----- Data for this task
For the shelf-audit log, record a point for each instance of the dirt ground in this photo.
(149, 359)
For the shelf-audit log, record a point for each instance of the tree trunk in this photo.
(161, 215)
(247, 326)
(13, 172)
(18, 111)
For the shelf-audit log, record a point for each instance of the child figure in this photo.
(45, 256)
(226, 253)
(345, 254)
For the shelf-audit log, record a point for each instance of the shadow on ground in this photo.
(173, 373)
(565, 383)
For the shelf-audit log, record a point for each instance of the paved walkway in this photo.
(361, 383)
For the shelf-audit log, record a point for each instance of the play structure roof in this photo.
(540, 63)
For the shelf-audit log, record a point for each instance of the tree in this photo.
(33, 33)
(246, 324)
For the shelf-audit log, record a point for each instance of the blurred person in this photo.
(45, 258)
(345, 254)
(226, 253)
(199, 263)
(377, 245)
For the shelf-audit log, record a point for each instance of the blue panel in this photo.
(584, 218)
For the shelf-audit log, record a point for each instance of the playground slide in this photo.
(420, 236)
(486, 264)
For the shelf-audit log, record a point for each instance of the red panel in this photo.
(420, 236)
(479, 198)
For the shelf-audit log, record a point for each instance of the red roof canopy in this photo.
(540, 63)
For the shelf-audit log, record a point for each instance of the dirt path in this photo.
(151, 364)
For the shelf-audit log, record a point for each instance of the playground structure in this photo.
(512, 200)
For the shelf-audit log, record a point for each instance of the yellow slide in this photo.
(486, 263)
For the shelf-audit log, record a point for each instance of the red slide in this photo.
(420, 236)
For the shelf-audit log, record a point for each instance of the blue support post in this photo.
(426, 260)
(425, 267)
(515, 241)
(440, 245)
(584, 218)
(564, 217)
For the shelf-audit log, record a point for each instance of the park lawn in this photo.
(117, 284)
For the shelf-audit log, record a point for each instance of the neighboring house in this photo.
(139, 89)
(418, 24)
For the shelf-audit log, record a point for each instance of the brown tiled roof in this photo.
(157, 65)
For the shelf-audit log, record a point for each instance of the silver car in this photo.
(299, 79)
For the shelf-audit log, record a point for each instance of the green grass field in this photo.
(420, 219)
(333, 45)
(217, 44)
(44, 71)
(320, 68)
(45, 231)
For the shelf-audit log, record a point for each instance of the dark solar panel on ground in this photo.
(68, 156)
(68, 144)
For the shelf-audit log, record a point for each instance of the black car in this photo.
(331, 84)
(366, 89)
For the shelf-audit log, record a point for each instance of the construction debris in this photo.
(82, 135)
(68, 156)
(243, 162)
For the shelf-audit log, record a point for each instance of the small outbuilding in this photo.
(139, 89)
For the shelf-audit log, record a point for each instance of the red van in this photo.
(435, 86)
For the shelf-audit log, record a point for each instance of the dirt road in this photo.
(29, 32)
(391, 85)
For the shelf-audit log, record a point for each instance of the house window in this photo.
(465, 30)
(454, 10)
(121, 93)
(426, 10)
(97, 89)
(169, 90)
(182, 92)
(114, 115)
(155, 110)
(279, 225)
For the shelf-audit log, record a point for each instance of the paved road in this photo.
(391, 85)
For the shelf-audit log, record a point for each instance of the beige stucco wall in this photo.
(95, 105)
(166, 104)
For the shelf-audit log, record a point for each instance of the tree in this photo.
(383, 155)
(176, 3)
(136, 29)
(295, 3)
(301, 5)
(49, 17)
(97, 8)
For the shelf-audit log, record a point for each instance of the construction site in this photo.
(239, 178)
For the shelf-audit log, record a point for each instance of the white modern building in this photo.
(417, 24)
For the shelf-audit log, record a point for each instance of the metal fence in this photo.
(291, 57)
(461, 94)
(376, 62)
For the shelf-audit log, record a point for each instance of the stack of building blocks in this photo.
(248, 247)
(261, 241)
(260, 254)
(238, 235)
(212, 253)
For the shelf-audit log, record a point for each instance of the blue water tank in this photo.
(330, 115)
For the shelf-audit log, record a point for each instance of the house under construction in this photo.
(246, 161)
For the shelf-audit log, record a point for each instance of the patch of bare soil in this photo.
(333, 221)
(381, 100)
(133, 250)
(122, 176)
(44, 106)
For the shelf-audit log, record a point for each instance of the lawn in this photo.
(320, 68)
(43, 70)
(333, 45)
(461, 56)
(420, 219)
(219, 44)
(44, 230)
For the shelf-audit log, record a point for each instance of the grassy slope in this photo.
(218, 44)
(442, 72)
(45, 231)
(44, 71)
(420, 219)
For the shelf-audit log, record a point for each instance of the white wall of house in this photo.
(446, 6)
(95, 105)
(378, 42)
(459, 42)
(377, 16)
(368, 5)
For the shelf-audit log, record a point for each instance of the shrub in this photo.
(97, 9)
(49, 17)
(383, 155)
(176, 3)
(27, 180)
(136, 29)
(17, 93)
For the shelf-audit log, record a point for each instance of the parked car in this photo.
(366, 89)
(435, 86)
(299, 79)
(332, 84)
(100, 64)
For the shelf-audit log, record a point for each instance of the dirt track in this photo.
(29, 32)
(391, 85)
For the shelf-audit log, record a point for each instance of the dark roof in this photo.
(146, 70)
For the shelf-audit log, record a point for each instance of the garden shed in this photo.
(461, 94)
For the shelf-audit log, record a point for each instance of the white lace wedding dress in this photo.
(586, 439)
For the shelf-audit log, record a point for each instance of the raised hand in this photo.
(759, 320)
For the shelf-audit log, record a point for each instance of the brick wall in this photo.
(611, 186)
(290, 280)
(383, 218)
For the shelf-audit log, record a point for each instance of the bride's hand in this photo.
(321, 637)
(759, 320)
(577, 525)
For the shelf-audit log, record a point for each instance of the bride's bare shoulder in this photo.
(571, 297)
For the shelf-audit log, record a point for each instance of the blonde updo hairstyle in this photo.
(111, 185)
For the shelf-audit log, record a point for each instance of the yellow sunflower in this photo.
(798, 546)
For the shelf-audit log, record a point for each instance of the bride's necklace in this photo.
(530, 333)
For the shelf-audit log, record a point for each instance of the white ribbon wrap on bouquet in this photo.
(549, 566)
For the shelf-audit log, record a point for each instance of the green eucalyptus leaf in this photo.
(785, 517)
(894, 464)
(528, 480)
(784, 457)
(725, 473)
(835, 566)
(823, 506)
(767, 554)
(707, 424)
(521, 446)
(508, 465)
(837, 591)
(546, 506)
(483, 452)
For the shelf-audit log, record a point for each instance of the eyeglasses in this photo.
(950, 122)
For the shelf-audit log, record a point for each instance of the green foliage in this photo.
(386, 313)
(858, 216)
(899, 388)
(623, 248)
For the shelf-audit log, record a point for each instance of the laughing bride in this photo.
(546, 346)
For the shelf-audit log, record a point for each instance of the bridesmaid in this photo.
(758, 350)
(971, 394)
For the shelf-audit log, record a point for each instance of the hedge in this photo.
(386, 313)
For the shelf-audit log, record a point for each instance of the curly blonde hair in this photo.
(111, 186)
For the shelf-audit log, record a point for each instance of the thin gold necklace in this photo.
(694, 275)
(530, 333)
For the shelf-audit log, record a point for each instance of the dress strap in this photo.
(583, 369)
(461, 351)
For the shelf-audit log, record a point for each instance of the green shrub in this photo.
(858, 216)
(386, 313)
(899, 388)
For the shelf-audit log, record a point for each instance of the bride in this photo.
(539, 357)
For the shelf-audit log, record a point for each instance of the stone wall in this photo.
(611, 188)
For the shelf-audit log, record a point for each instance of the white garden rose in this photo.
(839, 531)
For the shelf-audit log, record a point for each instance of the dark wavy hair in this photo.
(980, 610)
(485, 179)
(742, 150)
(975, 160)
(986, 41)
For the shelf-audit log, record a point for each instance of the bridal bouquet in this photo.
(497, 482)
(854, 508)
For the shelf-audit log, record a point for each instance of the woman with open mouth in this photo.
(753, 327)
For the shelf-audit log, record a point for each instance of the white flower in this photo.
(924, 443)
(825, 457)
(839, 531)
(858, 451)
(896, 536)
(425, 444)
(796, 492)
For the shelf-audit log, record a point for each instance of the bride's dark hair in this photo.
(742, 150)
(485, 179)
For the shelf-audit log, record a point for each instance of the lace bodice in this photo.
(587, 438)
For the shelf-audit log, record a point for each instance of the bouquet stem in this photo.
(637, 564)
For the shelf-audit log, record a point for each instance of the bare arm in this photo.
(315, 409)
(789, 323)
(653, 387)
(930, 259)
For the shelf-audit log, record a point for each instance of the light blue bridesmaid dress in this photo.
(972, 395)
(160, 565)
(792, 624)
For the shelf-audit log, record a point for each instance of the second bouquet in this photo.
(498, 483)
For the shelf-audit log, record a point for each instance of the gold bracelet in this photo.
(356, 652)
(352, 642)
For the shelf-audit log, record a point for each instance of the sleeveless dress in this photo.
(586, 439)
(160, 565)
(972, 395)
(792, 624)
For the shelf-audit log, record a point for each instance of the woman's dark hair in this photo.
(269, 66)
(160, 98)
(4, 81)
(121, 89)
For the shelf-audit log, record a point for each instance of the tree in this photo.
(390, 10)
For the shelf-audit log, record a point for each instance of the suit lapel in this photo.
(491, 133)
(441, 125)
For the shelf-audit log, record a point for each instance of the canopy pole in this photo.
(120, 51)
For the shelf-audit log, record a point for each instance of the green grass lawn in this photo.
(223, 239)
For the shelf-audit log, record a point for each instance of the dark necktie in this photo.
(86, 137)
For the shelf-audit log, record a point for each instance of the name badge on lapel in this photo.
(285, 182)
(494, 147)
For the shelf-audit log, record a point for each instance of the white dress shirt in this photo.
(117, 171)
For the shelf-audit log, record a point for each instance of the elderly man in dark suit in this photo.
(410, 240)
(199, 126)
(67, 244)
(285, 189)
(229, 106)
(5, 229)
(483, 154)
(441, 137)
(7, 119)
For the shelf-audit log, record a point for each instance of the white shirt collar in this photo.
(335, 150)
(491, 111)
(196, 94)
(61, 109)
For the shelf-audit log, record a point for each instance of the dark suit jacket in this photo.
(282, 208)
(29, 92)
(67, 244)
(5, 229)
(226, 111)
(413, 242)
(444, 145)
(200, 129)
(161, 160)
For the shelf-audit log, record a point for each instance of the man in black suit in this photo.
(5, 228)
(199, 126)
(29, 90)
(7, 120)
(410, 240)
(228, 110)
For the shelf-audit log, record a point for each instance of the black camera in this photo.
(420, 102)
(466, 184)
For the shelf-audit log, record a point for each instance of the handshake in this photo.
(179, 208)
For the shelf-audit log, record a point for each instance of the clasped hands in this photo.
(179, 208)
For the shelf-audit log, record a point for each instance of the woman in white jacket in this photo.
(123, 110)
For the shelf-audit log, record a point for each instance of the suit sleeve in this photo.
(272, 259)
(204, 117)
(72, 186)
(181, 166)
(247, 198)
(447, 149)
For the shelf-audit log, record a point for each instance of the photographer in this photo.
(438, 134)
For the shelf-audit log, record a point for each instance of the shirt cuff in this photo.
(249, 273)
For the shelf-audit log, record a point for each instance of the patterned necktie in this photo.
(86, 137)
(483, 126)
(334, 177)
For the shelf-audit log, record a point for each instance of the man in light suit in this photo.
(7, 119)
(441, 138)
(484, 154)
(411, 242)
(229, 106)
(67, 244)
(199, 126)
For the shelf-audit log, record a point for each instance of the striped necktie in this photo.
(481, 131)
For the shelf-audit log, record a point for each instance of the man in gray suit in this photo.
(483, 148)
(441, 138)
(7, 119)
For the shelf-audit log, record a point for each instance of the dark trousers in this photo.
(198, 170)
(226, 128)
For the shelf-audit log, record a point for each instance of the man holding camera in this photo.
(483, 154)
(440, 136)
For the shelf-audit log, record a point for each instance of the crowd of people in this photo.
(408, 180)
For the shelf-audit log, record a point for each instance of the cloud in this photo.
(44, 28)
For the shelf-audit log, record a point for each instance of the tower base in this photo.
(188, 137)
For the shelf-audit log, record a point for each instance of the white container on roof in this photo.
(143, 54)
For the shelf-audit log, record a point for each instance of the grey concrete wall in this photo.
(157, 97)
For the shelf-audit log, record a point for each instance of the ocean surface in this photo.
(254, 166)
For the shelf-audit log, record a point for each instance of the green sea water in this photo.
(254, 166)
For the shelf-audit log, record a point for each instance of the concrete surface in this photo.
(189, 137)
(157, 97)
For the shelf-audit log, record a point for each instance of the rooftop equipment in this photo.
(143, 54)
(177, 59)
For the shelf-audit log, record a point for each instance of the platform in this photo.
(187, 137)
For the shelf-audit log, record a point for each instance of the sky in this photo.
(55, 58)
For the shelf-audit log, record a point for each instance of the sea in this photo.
----------
**Task directions:** With both ends included, please retype exactly the lines from the line containing "cloud in this photo." to the final line of the data.

**Exercise solution:**
For the shelf-audit log, record a point for each instance of the cloud in this photo.
(44, 28)
For the shelf-audit log, record a point for each instance of the tower base in this photo.
(188, 137)
For the shelf-audit log, record a point for each instance of the white container on roof in this photo.
(143, 54)
For the shelf-audit log, record a point for each instance of the grey concrete wall in this photo.
(157, 97)
For the shelf-audit log, record a point for each instance of the ocean surface in this photo.
(254, 166)
For the shelf-audit log, record a point for each instance of the green sea water in this photo.
(254, 166)
For the shelf-audit log, record a point for each instance of the concrete surface in this photo.
(189, 137)
(157, 97)
For the shelf-audit log, record a point for each instance of the rooftop equipment in this photo.
(143, 54)
(177, 59)
For the shelf-audit log, record a point for each instance of the platform in this photo.
(187, 137)
For the shelf-audit log, record a point for each instance of the sky in this photo.
(55, 58)
For the shelf-audit log, record a point for each instance of the sea in this photo.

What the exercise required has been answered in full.